▶ [Passage to read]:
+ + + + + + +

Although the use of strain gauges is common, other methodologies of power calculation have been utilized for bicycle-integrated power meters. However, the reported accuracy of these devices tends to show weaker agreement with the SRM, particularly when compared to the hub-based strain gauge power meters. For example, the Polar S710 power meter calculates power from bicycle chain speed and tension variables derived from chain vibrations [21]. The average power output over 5–6 min of constant cadence cycling was compared between the S710 and the SRM [21]. Although the S710 displayed a strong correlation (r > 0.99) with the SRM, the S710 tended to overread the average power during constant cadence cycling tended to by approximately 4% and 7% for indoor and outdoor cycling, respectively. These findings lead the authors to conclude that this device was acceptable for recreational cyclist use when accuracy criteria are less stringent. A second non-strain gauge methodology reported in the literature is the use of optoelectronic sensors to evaluate torsion at the bottom bracket to estimate cycling power [10]. However, the accuracy and reliability of this methodology were reported to be less favorable than a hub-based strain gauge power meter, when evaluated against the SRM [10]. Power readings were 6.3% higher and 12.0% higher during indoor and outdoor cycling with this methodology over the SRM [10].

Although current commercially available power meters are generally valid and reliable tools, practical limitations to widespread adoption exist. First, these devices may be cost-prohibitive. Second, the hardware dependence (cranks, pedals, hubs, etc.) restricts ease of integration into a variety of different bike types. For example, crank-based and hub-based power meters require changing a major component of the bicycle and pedal-based meters require the use of specialized cycling shoes and cleats. Therefore, the use of power meters is largely limited to professional and serious amateur road cyclists. Given the potential health benefits of cycling as a leisure activity [22] and the importance of intensity in exercise prescription [3], making power-based cycling accessible to the larger population may have positive and substantial public health outcomes.

+ + + + + + +

▶ [Exercise data]:
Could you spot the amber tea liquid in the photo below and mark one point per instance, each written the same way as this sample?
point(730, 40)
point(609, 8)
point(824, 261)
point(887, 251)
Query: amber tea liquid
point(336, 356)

+ + + + + + +

▶ [Requirement]:
Extend the passage on bicycle power meters, picking up right after its final sentence.

▶ [Output for this exercise]:
In contrast to the use of strain gauges such as direct-measurement power meters, a recently developed, commercially available tire pressure sensor (TPS) power meter estimates PO through fluctuations in tire pressure (Figure 1) and pedaling rate. The tire pressure sensor is attached to the valve stem of the bicycle rear tire and sends real-time data to a cycling computer via a Bluetooth connection. This methodology is not bound to the before-mentioned practical limitations, as it is less expensive than traditional power meters and can be quickly transferred between a variety of bikes. Therefore, if this device is a valid and reliable power meter, it may allow for power-based cycling to become more accessible to the general population. The validity and reliability of the TPS have not previously been evaluated. The purpose of this investigation was to assess the validity and reliability of the TPS against the “gold standard” SRM power meter during indoor cycling.

2. Materials and Methods

2.1. Participants

This study included 8 male and 4 female recreationally active participants (age: 24.9 ± 3.3 years; mass: 69.83 ± 13.14 kg; height: 169.5 ± 5.9 cm). All participants reported no contraindications to physical exercise. All participants were familiar with cycling, but none were competitive cyclists. Informed consent was obtained from all participants prior to participation. The study was conducted according to the guidelines of the Declaration of Helsinki and approved by the Institutional Ethics Committee of the China Medical University Hospital (approval number: DMR101-IRB1-139).

2.2. Design

The validity and reliability of the TPS were compared against the gold standard SRM during steady-state indoor cycling. Participants completed data collection during one laboratory visit. The visit consisted of a familiarization and warm-up session, followed by 8 separate 90 s trials with fixed cadence and chainring-cog gearing (

Table 1. Gearing and RPM during each trial.

Trial	Gearing	RPM
1	53 × 15 a	50
2		60
3		75
4		90
5	53 × 11 a	60
6		75
7		90
8		100

^a Chain ring tooth × rear cog tooth.

) for data collection. The familiarization and warm-up consisted of 10 min of cycling at the gearing and rpm condition with the lowest intensity (i.e., “Trial 1”). The trial order was randomly assigned. A metronome was used to assist the participants to keep the appropriate cadence. Real-time cadence was displayed to the participant via a handlebar-mounted bike computer. Participants were given approximately 2 min of rest between trials. Two participants could not keep tempo with the 100 rpm trial and their data from that trial was excluded from overall analyses. In three of the trials, the participant stopped cycling before 90 s or became inconsistent in their pedaling rate. In these cases, the data were manually reviewed to select consecutive data for a sample close to 60 s.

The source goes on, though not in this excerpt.